**Entries taken from a collection**

□ □ □ □ □ □ □

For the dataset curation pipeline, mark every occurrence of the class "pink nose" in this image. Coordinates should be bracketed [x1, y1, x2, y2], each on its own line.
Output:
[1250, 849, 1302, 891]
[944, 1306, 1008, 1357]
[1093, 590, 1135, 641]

□ □ □ □ □ □ □

**Problem to work on**
Go through the records above and copy each line exactly.

**Task answer**
For the dataset curation pipeline, mark every occurrence of the class "pink nose" in this image. Coordinates should be bracketed [x1, y1, x2, y2], each on its own line.
Output:
[1250, 849, 1302, 891]
[944, 1306, 1008, 1357]
[1093, 590, 1135, 641]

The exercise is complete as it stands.